Input records:
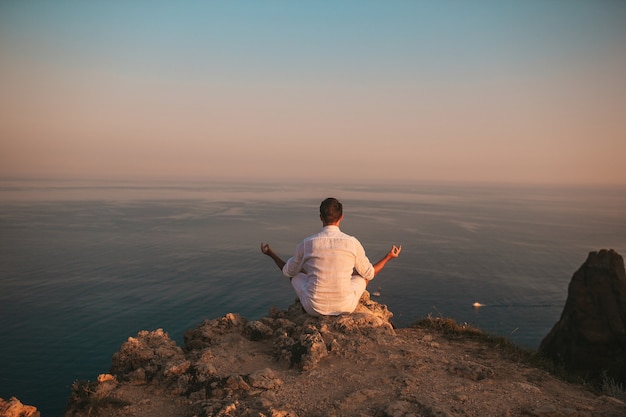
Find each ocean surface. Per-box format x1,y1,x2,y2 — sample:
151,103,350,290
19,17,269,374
0,180,626,417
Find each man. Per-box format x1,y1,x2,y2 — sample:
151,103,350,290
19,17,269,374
261,198,402,316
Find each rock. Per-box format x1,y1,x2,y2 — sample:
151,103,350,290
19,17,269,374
64,280,626,417
539,250,626,382
110,329,188,381
0,397,40,417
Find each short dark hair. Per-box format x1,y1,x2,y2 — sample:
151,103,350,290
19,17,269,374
320,197,343,223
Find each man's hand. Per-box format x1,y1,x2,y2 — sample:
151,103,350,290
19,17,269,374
261,242,274,256
388,245,402,258
261,242,285,270
373,245,402,275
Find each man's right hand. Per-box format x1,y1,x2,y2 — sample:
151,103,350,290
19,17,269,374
261,242,273,256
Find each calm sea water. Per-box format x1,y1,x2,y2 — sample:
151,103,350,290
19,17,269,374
0,181,626,416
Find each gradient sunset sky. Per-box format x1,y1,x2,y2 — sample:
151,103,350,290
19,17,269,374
0,0,626,184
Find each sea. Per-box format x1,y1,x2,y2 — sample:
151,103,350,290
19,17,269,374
0,179,626,417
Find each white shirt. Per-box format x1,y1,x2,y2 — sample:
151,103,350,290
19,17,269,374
283,226,374,315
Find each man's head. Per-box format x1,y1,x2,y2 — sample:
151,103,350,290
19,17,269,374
320,197,343,225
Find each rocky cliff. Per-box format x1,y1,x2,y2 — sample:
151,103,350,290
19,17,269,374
0,251,626,417
54,293,626,417
539,250,626,383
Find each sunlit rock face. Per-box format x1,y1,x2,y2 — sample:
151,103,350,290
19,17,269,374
540,250,626,381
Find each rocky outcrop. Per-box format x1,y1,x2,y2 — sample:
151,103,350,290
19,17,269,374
0,397,40,417
540,250,626,382
58,293,626,417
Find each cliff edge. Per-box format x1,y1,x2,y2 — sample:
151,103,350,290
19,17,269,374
54,293,626,417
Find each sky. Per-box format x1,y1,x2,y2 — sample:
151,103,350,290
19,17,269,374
0,0,626,184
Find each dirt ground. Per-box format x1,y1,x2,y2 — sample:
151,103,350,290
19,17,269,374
65,294,626,417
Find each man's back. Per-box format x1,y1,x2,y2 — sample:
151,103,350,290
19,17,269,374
283,226,374,315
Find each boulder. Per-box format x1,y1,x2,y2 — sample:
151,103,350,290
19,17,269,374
539,250,626,382
0,397,40,417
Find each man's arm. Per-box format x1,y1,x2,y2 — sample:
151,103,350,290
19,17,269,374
373,245,402,275
261,243,285,271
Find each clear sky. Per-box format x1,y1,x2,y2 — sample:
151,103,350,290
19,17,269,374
0,0,626,184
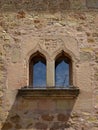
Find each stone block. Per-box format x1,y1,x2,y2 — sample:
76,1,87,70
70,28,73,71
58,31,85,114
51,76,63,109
86,0,98,8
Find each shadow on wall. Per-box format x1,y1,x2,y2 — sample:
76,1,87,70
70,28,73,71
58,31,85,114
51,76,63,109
1,94,75,130
0,0,70,12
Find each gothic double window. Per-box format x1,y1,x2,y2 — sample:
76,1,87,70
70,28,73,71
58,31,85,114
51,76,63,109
29,51,72,88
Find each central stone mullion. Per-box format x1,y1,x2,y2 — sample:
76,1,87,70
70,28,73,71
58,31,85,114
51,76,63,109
47,61,55,87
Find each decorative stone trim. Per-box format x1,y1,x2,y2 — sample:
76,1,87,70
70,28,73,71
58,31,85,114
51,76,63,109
18,86,79,99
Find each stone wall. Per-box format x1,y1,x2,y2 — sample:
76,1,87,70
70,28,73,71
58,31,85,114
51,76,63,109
0,0,98,130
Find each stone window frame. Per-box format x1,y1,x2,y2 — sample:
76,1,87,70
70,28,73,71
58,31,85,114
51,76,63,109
19,46,80,99
29,51,47,87
29,50,73,88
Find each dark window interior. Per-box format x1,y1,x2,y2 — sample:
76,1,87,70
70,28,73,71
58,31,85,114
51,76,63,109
55,53,71,87
29,53,46,88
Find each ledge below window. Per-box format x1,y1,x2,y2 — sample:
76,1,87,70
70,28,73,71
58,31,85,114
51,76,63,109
18,87,79,99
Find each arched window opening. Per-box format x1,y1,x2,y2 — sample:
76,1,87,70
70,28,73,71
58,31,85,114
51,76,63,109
29,52,46,88
55,52,72,87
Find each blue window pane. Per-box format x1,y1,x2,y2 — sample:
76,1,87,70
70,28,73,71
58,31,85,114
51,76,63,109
33,61,46,87
55,60,69,87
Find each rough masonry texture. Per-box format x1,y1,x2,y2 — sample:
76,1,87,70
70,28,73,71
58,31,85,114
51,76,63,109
0,0,98,130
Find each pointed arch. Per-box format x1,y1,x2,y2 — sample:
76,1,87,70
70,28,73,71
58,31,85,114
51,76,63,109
29,51,46,87
55,50,73,87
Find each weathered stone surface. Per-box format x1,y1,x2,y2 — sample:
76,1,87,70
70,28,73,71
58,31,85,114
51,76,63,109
35,122,48,130
41,114,54,121
0,0,98,130
87,0,98,8
3,122,13,130
57,114,68,122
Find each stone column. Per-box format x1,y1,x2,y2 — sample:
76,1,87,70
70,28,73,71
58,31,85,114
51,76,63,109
47,61,55,87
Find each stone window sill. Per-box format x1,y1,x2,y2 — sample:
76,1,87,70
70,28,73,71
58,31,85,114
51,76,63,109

Do this: Reproduce all of the entries above, switching every occurrence of "sample" to "example" and leaving everything else unchanged. Omit the pictures.

Exercise answer:
Find each ocean surface. Per-box format x1,y1,x2,y2 — example:
151,103,350,290
19,17,269,374
0,180,626,417
Find each man. Per-box format x1,y1,x2,y2 — example:
151,103,350,290
19,17,269,374
261,198,402,316
Find each rock. Per-box format x1,y1,x2,y2 — example:
151,103,350,290
19,17,269,374
64,280,626,417
539,250,626,382
110,329,188,381
0,397,40,417
Find each short dark hair. Per-box format x1,y1,x2,y2 — example:
151,103,350,290
19,17,269,374
320,197,343,223
Find each man's hand. Per-box format x1,y1,x2,y2 — example:
151,103,350,290
19,17,269,374
261,242,274,256
388,245,402,258
261,242,285,270
373,245,402,275
Find each man's right hand. Per-box format x1,y1,x2,y2 — example:
151,103,350,290
19,17,269,374
261,242,273,256
Find each calm sea water. Per-box format x1,y1,x2,y2 — example:
151,103,350,290
19,17,269,374
0,181,626,416
Find each gradient sunset sky. Per-box format x1,y1,x2,y2 — example:
151,103,350,290
19,17,269,374
0,0,626,184
Find each sea. Per-box format x1,y1,x2,y2 — example:
151,103,350,290
19,17,269,374
0,179,626,417
Find each white shirt. Per-box format x1,y1,x2,y2 — example:
151,103,350,290
19,17,269,374
283,226,374,315
Find each man's head. Per-box format x1,y1,x2,y2 — example:
151,103,350,290
19,17,269,374
320,197,343,225
Find each rocky cliff. Per-box format x1,y1,x2,y2 — example:
151,103,350,290
19,17,269,374
0,251,626,417
54,293,626,417
539,250,626,383
Find each sunlit rock face. Per-box format x1,y1,x2,y2 — example:
151,103,350,290
19,17,269,374
540,250,626,381
Find each rocky outcrop. Per-box format x1,y1,x2,y2 — example:
151,103,350,290
19,17,269,374
0,397,40,417
540,250,626,382
58,293,626,417
Find each cliff edge. Per-box format x1,y1,x2,y2 — example:
151,103,350,290
19,17,269,374
54,293,626,417
Find each sky. Per-box format x1,y1,x2,y2 — example:
151,103,350,290
19,17,269,374
0,0,626,184
Find each dirt ground. Per-box format x1,y1,x2,y2 — example:
151,103,350,290
19,17,269,374
65,294,626,417
Find each man's back. Per-box format x1,y1,x2,y2 — example:
151,103,350,290
19,17,269,374
283,226,374,315
Find each boulder. Per-box format x1,y1,x2,y2 — example:
151,103,350,290
19,17,269,374
539,250,626,382
0,397,40,417
Find each man's arm. Per-box format x1,y1,x2,y2 — example:
151,103,350,290
19,17,269,374
373,245,402,275
261,243,285,271
Find each clear sky. Per-box format x1,y1,x2,y2 — example:
151,103,350,290
19,17,269,374
0,0,626,184
Find each stone block. Per-box format x1,y1,x2,y2 — example:
76,1,87,70
70,28,73,71
58,31,85,114
51,76,63,109
86,0,98,8
Find each shadow on wall. Per-box format x1,y1,x2,y2 — example:
76,1,87,70
70,28,73,71
58,31,85,114
51,76,63,109
1,94,75,130
0,0,70,12
Find each gothic double window. Per-box format x1,y1,x2,y2 — example:
76,1,87,70
70,28,73,71
58,31,85,114
51,76,63,109
29,51,72,88
Find each central stone mullion. Per-box format x1,y1,x2,y2 — example:
76,1,87,70
70,28,73,71
58,31,85,114
51,76,63,109
47,61,55,87
Find each decorative stone trim. Per-box format x1,y1,x2,y2 — example:
76,1,87,70
70,28,73,71
58,31,85,114
51,76,63,109
18,86,79,99
Find each stone wall. Per-box format x1,y1,x2,y2 — example:
76,1,87,70
70,28,73,71
58,31,85,114
51,76,63,109
0,0,98,130
Find each stone window frame. Per-box format x1,y1,x2,y2 — example:
76,1,87,70
70,28,73,71
58,31,85,114
51,76,63,109
19,46,80,99
29,51,47,87
29,50,73,88
Find each dark window interior. Per-box format x1,y1,x2,y2 — example:
76,1,87,70
70,28,73,71
58,31,85,114
51,76,63,109
55,53,71,87
29,53,46,88
Find each ledge below window. Per-box format x1,y1,x2,y2 — example:
76,1,87,70
70,28,73,71
58,31,85,114
51,76,63,109
18,87,79,99
Find each arched window opening. Per-box format x1,y1,x2,y2 — example:
76,1,87,70
70,28,73,71
58,31,85,114
51,76,63,109
29,52,46,88
55,52,72,87
Find each blue window pane. Per-box format x1,y1,x2,y2 — example:
76,1,87,70
70,28,73,71
58,31,85,114
51,76,63,109
33,61,46,87
55,60,69,87
Find each rough masonry texture. Per-box format x1,y1,x2,y2 — example:
76,1,87,70
70,28,73,71
58,31,85,114
51,76,63,109
0,0,98,130
Find each pointed arch. Per-box format x1,y1,x2,y2 — example:
76,1,87,70
70,28,73,71
58,31,85,114
51,76,63,109
29,51,46,87
55,50,73,87
Find each weathered stone surface. Per-box format x1,y1,x2,y2 — example:
76,1,87,70
70,28,73,71
58,31,85,114
51,76,63,109
35,122,48,130
41,114,54,121
0,0,98,130
87,0,98,8
3,122,13,130
57,114,68,122
Find each stone column. Per-box format x1,y1,x2,y2 — example:
76,1,87,70
70,28,73,71
58,31,85,114
51,76,63,109
47,61,55,87
Find each stone window sill. Per-box format x1,y1,x2,y2 — example:
76,1,87,70
70,28,73,71
58,31,85,114
51,76,63,109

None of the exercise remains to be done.